# START OF DATA RECORDS

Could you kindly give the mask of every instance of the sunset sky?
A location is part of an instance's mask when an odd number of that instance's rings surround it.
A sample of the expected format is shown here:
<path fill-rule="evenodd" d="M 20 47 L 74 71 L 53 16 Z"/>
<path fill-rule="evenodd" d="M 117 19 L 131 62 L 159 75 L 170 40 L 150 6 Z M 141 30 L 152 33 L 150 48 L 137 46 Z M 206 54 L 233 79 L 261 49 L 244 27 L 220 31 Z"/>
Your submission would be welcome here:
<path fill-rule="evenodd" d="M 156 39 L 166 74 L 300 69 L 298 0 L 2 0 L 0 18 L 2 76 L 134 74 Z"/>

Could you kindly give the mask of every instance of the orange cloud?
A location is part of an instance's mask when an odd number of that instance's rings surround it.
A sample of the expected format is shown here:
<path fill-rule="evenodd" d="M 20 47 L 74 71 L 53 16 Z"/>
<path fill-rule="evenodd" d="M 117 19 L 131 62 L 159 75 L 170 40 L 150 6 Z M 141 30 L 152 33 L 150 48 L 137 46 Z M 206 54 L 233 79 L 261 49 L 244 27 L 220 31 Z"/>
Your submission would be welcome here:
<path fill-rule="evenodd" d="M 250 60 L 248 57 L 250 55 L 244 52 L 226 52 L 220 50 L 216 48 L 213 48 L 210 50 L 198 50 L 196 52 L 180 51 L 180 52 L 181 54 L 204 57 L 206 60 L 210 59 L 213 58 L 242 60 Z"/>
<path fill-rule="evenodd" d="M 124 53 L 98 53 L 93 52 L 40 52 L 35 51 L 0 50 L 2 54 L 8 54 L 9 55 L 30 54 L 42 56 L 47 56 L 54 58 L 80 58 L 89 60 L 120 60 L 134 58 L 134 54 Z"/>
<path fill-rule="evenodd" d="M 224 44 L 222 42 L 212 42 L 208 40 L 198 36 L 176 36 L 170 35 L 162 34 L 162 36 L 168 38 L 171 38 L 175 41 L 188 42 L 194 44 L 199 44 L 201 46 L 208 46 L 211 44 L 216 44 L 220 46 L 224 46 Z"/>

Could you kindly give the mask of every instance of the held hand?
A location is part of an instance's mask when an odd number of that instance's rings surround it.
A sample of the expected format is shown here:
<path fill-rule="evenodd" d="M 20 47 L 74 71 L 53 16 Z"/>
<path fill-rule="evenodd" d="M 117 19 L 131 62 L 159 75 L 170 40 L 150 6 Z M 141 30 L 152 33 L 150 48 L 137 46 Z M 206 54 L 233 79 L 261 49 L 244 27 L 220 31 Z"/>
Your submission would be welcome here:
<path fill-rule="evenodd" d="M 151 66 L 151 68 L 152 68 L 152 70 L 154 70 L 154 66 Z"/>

# END OF DATA RECORDS

→ TASK STATEMENT: Reproduce all of the material above verbatim, line for line, without any alteration.

→ IN RESPONSE:
Could you kindly give the mask of every instance of the sunset sky?
A location is part of an instance's mask when an odd number of that instance's rings surround it.
A sample of the expected format is shown here:
<path fill-rule="evenodd" d="M 20 47 L 74 71 L 53 16 Z"/>
<path fill-rule="evenodd" d="M 117 19 L 131 62 L 159 75 L 170 40 L 150 6 Z M 141 30 L 152 33 L 150 48 L 137 46 Z M 206 54 L 233 79 L 261 49 L 244 27 L 220 31 Z"/>
Your submission would be welcome here:
<path fill-rule="evenodd" d="M 156 39 L 166 74 L 300 69 L 298 0 L 2 0 L 0 18 L 2 76 L 134 74 Z"/>

Could you kindly give the mask of every instance of the orange cloud?
A location is part of an instance's mask when an odd number of that instance's rings surround it.
A sample of the expected format is shown here:
<path fill-rule="evenodd" d="M 20 47 L 74 71 L 53 16 Z"/>
<path fill-rule="evenodd" d="M 117 19 L 131 62 L 159 75 L 170 40 L 150 6 Z M 141 30 L 152 33 L 150 48 L 137 46 Z M 206 54 L 233 79 L 261 49 L 244 27 L 220 31 Z"/>
Your submission would be welcome here:
<path fill-rule="evenodd" d="M 250 60 L 248 57 L 250 55 L 244 52 L 226 52 L 220 50 L 216 48 L 213 48 L 210 50 L 198 50 L 196 52 L 180 51 L 180 52 L 181 54 L 204 57 L 206 60 L 210 59 L 213 58 L 242 60 Z"/>
<path fill-rule="evenodd" d="M 124 53 L 98 53 L 93 52 L 40 52 L 35 51 L 0 50 L 2 54 L 8 54 L 9 55 L 30 54 L 42 56 L 47 56 L 54 58 L 80 58 L 89 60 L 120 60 L 134 58 L 134 54 Z"/>
<path fill-rule="evenodd" d="M 224 44 L 222 42 L 212 42 L 208 40 L 198 36 L 176 36 L 170 35 L 162 34 L 162 36 L 168 38 L 171 38 L 175 41 L 188 42 L 194 44 L 199 44 L 201 46 L 208 46 L 211 44 L 216 44 L 220 46 L 224 46 Z"/>

Could you kindly give the mask of every instance of the held hand?
A location is part of an instance's mask when an odd number of that instance's rings surround it.
A sample of the expected format is shown here:
<path fill-rule="evenodd" d="M 20 47 L 74 71 L 53 16 Z"/>
<path fill-rule="evenodd" d="M 117 19 L 131 62 L 159 75 L 170 40 L 150 6 Z M 141 30 L 152 33 L 150 48 L 137 46 Z M 206 54 L 233 79 L 261 49 L 244 27 L 220 31 Z"/>
Your submission would be welcome here:
<path fill-rule="evenodd" d="M 151 66 L 151 68 L 152 68 L 152 70 L 154 70 L 154 66 Z"/>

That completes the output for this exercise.